** Compito scritto **
Estendi il brano sull'URSS e sull'opera di Solgenitsyn riportato più sotto, proseguendo dopo la sua ultima frase.

** Brano di testo **

• • • • • • •

Ma nessun contributo danno al positivo scioglimento di questi difficili nodi le rappresentazioni unilaterali e tendenziose della realtà dell’URSS, le accuse arbitrarie, i tentativi di negare l’immensa portata liberatrice della Rivoluzione d’ottobre, lo straordinario bilancio di trasformazioni e di successi del regime socialista, tutto quel che di nuovo sì è delineato nella vita sovietica a partire dal XX Congresso del PCUS. E’ questa negazione, fattasi via via sempre più cieca, che ha segnato la condanna di un’opera come quella di Solgenitsyn, che pure aveva preso le mosse da una giusta battaglia di rottura col passato staliniano. Non possono, più in generale, inserirsi in una ricerca onesta e fruttuosa le tendenze, che sull’onda dell’ultimo libro di Solgenitsyn si vanno diffondendo, ad attribuire sommariamente a Lenin la responsabilità delle deformazioni e dei guasti della politica staliniana e a cancellare così – insieme con le specificità dell’uno e dell’altro periodo storico (che noi crediamo vadano sottolineate pur senza ignorare gli elementi di continuità che li legano) – il senso stesso del XX Congresso. Del tutto fuorvianti, infine – oltre che manifestamente contrarie agli interessi supremi della pace – vanno considerate le posizioni dì quanti vorrebbero «imporre» una «liberalizzazione» all’interno dell’URSS subordinando in modo inammissibile lo sviluppo del processo di distensione a non si sa quali mutamenti del regime politico e dell’ordinamento giuridico sovietico.

• • • • • • •

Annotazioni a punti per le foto
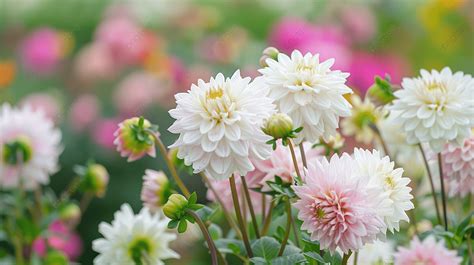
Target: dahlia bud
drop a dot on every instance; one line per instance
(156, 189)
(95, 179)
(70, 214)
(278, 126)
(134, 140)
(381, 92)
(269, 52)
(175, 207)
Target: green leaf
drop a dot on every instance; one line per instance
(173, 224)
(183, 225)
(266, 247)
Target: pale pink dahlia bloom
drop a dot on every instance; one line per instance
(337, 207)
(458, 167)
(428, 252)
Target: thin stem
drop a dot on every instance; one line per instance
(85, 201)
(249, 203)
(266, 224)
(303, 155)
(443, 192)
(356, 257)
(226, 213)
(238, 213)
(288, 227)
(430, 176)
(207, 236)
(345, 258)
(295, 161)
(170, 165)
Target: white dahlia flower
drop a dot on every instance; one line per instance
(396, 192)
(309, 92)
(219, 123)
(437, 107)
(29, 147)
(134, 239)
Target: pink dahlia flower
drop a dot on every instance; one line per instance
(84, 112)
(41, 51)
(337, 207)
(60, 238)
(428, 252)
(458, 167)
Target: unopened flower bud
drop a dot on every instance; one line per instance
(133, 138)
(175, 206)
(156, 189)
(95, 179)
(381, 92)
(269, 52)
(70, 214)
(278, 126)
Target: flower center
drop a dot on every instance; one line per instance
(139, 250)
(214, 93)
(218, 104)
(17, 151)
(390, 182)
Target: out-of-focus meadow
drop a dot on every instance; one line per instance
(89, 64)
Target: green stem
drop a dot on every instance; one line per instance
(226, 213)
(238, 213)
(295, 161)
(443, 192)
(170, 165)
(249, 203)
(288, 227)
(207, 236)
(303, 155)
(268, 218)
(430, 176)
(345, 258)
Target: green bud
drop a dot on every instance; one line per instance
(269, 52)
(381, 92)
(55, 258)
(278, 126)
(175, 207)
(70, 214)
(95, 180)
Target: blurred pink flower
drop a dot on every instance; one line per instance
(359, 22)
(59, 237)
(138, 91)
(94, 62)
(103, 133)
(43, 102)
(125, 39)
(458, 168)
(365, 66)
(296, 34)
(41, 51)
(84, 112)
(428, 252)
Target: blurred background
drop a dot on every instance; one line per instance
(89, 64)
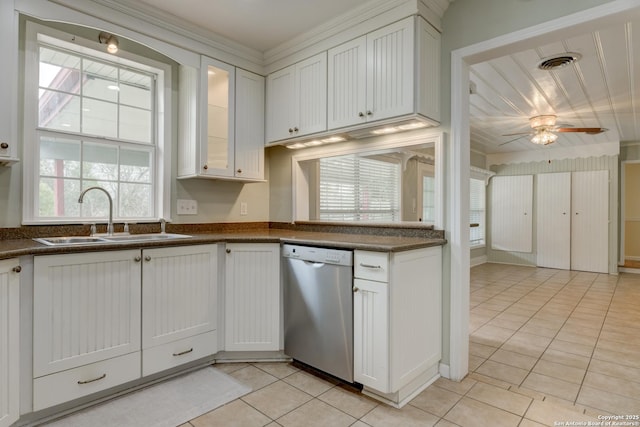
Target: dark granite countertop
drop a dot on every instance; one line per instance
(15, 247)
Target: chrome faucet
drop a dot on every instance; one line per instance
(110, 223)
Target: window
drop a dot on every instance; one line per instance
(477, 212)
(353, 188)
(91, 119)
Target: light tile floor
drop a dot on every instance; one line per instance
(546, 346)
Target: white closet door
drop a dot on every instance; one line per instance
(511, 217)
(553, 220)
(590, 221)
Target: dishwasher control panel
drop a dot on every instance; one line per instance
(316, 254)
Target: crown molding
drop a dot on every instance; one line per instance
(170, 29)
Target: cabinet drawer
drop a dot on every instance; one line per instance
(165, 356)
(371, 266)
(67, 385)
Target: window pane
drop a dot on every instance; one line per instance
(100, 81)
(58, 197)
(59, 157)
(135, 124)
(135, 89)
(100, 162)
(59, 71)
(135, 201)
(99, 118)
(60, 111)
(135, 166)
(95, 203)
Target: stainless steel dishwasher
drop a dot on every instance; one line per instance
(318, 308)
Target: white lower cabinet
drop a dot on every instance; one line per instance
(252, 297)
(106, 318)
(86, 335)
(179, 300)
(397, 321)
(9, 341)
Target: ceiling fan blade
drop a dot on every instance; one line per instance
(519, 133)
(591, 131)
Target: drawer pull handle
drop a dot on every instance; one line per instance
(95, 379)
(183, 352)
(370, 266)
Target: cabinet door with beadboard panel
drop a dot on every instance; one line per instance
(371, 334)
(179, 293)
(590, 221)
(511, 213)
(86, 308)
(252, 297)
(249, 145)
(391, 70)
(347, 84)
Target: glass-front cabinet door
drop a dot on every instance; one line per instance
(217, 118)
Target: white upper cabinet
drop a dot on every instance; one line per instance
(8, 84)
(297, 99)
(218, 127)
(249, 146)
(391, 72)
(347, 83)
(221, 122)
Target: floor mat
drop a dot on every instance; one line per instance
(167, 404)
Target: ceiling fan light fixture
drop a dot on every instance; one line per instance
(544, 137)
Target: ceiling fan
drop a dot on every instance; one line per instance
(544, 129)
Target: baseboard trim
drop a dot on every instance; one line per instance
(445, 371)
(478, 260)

• • • • • • •

** Risposta al compito **
E’ invece proprio dallo sviluppo del processo di distensione, oltre che dall’ evoluzione del movimento comunista internazionale, che può venire una spinta all’affermarsi di un clima di maggiore tolleranza e di più aperto e fiducioso confronto, sul piano ideale, culturale e politico, in seno ad organismi come l’Unione degli scrittori – uno dei problemi che in questo momento vengono riproposti – e nell’insieme della società sovietica. Già all’epoca in cui venne rifiutata la pubblicazione di alcuni romanzi di Solgenitsyn, noi esprimemmo non solo l’esigenza di un pieno riconoscimento della libertà di espressione, ma la convinzione che la coscienza socialista e il livello intellettuale e culturale delle grandi masse dei cittadini sovietici, la coesione ideale e politica dei popoli sovietici consentissero di andare con la più grande sicurezza a discussioni pubbliche su opere e tendenze culturali ed artistiche – anche le più criticabili – una volta che se ne fosse ammessa la circolazione nell’URSS. Lo stesso metodo del confronto serrato, della discussione argomentata, della critica persuasiva, può essere considerato sufficiente garanzia ed arma efficace anche nei confronti di tesi ideologiche e politiche che appaiano estranee agli indirizzi e agli interessi del socialismo.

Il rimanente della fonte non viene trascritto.